***** Page

Another limitation of this study is the focus on water and land endowments and productivities and on global water scarcity reduction as a shared goal, while other production factors such as labour, knowledge, technology and capital can be limiting factors to expanding the production of certain crops in some countries, and certainly, agroeconomic aspects may play a role in considering comparative advantages as well. Other factors could be included in a future study by refining the optimization model; other objective functions could emphasize trade-offs between economic and environmental goals. Moreover, agricultural, trade and food security policies could be other factors that drive cropping patterns rather than water and land availability (Davis et al., 2018). Here, we purposely limited our analysis to considering comparative advantages from a perspective of land and water resource use to understand the specific role of these two particular factors. By no means do we suggest that the optimized cropping patterns found here are better than the reference pattern, because what is best depends on many more factors than are included here, including political preferences. Rather, our results are instrumental in illustrating directions of change if we would put emphasis on the factors of land and water endowment and productivity and put particular value on reducing water scarcity in the most water-scarce places.

**********
***** Given records

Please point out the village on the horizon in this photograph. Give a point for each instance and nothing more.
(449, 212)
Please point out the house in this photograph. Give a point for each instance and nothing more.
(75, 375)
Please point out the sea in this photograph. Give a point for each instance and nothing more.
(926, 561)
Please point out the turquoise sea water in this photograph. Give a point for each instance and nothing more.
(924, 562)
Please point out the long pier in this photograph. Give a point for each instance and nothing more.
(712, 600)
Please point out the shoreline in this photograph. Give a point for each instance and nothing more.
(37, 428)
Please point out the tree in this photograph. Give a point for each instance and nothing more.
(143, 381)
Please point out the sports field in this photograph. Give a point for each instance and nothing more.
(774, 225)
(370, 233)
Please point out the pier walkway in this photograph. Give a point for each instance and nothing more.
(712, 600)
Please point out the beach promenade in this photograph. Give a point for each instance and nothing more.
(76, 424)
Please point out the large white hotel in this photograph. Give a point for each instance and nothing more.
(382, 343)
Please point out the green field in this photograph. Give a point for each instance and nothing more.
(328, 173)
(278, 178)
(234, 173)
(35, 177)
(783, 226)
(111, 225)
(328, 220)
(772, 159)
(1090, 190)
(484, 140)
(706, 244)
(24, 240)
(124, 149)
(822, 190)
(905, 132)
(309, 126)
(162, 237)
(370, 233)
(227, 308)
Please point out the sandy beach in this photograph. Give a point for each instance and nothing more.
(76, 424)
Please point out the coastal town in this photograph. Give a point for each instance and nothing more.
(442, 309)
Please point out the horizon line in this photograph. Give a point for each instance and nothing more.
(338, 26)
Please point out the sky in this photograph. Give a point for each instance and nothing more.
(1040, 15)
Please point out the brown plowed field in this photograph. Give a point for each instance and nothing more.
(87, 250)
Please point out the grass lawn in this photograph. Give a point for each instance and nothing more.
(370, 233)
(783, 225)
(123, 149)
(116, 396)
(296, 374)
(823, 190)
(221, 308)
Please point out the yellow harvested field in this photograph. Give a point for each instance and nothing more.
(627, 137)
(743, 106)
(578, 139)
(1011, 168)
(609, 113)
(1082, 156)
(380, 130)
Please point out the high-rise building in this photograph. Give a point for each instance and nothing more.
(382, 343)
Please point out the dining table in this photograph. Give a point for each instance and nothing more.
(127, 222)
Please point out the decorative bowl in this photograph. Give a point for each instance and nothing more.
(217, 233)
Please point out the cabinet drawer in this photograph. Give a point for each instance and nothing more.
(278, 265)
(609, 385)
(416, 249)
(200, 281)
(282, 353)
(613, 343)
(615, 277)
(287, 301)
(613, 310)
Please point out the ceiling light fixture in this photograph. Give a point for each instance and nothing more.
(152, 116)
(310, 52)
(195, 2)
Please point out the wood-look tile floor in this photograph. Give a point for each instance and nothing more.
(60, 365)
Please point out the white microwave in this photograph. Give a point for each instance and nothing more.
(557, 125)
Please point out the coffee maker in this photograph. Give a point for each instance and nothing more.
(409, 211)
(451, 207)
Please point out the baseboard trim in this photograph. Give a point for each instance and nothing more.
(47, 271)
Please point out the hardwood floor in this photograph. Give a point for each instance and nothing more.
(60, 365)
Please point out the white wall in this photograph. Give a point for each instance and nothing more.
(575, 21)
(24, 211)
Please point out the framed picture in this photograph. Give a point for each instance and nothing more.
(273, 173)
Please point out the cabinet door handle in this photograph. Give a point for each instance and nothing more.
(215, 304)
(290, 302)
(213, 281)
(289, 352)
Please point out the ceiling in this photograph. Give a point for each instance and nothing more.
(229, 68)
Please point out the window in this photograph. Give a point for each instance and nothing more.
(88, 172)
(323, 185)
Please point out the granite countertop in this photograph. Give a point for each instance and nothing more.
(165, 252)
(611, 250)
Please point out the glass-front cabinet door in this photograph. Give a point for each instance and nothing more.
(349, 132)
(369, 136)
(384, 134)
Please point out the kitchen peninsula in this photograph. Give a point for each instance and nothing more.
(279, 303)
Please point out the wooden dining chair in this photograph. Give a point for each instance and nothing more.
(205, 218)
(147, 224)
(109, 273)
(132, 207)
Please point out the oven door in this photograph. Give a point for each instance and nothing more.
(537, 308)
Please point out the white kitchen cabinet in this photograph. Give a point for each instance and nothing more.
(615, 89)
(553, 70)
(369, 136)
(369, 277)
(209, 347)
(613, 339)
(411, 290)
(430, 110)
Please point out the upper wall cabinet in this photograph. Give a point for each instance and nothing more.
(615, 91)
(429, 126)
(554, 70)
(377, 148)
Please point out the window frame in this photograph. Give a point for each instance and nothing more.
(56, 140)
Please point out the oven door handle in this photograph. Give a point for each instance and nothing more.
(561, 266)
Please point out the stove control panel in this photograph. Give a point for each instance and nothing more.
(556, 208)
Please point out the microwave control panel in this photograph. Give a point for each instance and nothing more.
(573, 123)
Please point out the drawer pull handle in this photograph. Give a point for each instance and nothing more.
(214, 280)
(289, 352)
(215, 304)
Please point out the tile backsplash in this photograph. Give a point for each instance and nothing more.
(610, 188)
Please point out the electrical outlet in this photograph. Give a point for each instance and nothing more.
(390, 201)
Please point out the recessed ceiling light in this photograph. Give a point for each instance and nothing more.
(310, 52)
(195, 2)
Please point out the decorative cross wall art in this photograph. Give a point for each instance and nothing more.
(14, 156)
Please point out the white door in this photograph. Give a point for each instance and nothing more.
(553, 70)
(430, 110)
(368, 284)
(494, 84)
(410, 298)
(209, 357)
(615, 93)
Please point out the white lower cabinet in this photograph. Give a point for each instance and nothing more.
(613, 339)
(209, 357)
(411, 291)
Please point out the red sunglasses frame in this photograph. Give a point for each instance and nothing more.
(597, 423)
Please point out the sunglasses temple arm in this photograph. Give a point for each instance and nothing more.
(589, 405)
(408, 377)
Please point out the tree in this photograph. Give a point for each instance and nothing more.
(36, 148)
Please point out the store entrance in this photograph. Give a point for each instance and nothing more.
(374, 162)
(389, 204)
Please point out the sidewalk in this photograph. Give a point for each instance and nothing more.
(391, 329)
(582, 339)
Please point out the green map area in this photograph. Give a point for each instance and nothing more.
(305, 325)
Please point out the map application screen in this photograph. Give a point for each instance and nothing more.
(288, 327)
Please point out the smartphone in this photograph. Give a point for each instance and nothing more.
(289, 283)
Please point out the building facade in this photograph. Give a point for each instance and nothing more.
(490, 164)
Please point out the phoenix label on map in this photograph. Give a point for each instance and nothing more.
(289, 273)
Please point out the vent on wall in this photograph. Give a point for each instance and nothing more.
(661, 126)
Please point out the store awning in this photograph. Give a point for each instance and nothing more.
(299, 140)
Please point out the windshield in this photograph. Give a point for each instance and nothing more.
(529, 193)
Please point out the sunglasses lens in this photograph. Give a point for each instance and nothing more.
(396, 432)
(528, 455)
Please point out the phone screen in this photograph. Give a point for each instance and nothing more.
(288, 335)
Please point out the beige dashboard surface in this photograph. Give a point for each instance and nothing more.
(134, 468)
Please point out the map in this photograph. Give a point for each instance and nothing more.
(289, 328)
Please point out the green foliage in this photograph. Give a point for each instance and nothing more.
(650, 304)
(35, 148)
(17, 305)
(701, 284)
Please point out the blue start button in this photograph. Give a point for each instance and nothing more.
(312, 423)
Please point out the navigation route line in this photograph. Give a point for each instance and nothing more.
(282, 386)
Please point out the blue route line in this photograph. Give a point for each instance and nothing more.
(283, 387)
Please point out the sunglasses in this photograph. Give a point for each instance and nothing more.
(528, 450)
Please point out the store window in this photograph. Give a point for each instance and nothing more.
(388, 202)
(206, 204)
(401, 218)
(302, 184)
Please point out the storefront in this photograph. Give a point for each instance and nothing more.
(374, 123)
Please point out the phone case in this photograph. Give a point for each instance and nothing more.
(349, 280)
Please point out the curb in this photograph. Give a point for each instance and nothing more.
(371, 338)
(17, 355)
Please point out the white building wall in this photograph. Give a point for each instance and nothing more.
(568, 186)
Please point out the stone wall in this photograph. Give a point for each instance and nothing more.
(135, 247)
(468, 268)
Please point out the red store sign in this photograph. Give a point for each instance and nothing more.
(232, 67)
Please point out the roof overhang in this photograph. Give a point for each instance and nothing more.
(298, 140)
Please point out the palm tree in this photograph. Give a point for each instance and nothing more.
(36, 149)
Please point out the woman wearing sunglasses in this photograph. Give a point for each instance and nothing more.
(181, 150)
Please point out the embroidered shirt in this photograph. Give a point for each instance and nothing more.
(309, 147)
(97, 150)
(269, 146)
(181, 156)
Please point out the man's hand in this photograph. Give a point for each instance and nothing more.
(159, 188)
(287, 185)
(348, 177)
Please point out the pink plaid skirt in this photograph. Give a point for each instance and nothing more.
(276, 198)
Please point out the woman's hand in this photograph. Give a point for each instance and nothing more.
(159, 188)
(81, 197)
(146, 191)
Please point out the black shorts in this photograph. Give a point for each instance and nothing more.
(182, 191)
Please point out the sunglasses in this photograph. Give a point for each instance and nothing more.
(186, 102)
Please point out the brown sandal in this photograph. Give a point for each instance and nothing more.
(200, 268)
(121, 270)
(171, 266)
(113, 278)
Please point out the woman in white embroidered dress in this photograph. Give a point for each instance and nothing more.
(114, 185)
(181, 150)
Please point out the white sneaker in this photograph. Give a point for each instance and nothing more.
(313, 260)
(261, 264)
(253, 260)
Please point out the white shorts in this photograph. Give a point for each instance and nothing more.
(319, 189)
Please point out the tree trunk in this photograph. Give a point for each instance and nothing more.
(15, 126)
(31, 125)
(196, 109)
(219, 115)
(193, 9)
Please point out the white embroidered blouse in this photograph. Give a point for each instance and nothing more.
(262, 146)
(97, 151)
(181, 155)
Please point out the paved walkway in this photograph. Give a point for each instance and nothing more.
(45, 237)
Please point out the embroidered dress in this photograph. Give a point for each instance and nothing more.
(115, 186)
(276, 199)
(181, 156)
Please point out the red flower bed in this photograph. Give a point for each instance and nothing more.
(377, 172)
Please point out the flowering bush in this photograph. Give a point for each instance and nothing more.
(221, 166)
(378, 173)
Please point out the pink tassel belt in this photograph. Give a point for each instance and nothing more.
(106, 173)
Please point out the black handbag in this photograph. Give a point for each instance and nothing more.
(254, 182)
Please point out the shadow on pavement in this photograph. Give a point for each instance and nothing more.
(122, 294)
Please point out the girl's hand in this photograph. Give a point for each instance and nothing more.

**********

▸ Work to be completed
Pick up the passage on water and land use in crop choices after its last sentence and keep writing it.

▸ Expected output
The scope of the current study is restricted to the exploration of alternative cropping patterns to reduce water scarcity in the reference situation; we therefore use reference resource efficiencies. We do not take into consideration the future increase in food demand due to population growth, agronomic developments that may increase resource use efficiencies or climate change that will affect the future ability of countries to produce crops. The current study supports the findings of Davis et al. (2017a) on the benefits of crop redistribution on water saving which could be a potential strategy for sustainable crop production and an alternative to the large investments that are usually needed to close up the technological and yield gaps in developing nations. Besides reducing water and land use, changing cropping patterns will also have an impact on reducing greenhouse gas emission that results from extensive energy activities in irrigation, such as groundwater pumping, which accounted for around 61 % of total irrigation emissions in China (Zou et al., 2015).
The results suggest that Asia, for example, could contribute to global water scarcity mitigation by reducing its production of fruits and sugar crops while increasing its cereal and vegetable production. This implies that Asia will move to economically less attractive crops. This illustrates the possible trade-off between the goal of reducing water scarcity in the most water-scarce countries and the goal of economic profit by producing cash crops by individual countries or regions. The optimization results do not pretend that the changes in production patterns are likely to occur but merely that these changes reduce water scarcity most; national and international policies would be required to promote such water-saving changes to be implemented (Klasen et al., 2016).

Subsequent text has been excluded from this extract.